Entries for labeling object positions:
+ + + +

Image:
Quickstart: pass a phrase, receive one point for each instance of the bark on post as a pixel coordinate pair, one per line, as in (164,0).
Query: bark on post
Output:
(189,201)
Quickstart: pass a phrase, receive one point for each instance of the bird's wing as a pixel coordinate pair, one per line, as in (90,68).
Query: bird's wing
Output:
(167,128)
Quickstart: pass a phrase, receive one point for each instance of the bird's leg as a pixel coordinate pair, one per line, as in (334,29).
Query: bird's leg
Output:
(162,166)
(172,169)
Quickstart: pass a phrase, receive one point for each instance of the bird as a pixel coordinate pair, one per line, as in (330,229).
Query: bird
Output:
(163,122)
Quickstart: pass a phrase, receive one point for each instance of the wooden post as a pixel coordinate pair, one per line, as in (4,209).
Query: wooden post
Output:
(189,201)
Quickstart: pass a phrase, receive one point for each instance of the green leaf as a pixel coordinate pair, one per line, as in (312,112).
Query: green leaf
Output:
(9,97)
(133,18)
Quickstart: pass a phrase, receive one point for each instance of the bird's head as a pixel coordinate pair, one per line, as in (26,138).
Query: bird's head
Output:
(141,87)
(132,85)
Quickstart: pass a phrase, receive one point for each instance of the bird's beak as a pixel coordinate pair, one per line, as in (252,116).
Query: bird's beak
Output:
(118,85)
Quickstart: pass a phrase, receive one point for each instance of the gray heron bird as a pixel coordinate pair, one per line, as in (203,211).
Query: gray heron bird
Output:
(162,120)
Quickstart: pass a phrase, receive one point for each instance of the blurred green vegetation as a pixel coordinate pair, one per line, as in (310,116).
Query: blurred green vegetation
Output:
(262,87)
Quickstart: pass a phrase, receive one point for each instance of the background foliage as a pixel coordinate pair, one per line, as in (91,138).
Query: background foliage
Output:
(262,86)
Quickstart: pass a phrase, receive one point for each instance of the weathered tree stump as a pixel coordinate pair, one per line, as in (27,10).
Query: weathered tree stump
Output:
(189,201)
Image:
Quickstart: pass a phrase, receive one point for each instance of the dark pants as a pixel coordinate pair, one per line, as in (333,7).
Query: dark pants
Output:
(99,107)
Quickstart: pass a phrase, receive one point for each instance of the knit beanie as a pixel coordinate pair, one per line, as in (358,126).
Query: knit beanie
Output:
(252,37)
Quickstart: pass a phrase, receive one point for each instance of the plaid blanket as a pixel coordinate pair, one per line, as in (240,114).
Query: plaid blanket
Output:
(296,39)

+ + + +

GIVEN INSTRUCTION: Quote the lines above word for word, starting at the line that has "as in (310,116)." and going through the last line.

ANSWER TO THIS TASK:
Quickstart: pass a phrase, receive one point for each instance of the blurred green vegetation as a pixel coordinate pair, one per line, as in (310,116).
Query: blurred green vegetation
Output:
(262,87)
Quickstart: pass a phrase, receive one point for each instance of the background foliage as a pixel coordinate pair, one per line, as in (91,138).
Query: background foliage
Output:
(262,86)
Quickstart: pass a phrase, receive one point for each instance of the weathered tree stump as a pixel coordinate pair, one per line, as in (27,10).
Query: weathered tree stump
Output:
(189,201)
Image:
Quickstart: pass a phrase, receive one point for each instance of the dark pants as a pixel coordinate pair, one per line, as in (333,7).
Query: dark pants
Output:
(99,107)
Quickstart: pass a phrase, receive one point for each instance of the knit beanie as a pixel coordinate pair, one per line, as in (358,126).
Query: knit beanie
Output:
(252,37)
Quickstart: pass a phrase, receive one point for each instance of the plaid blanket as a pixel coordinate pair, one per line, as in (240,114).
Query: plaid blanket
Output:
(296,39)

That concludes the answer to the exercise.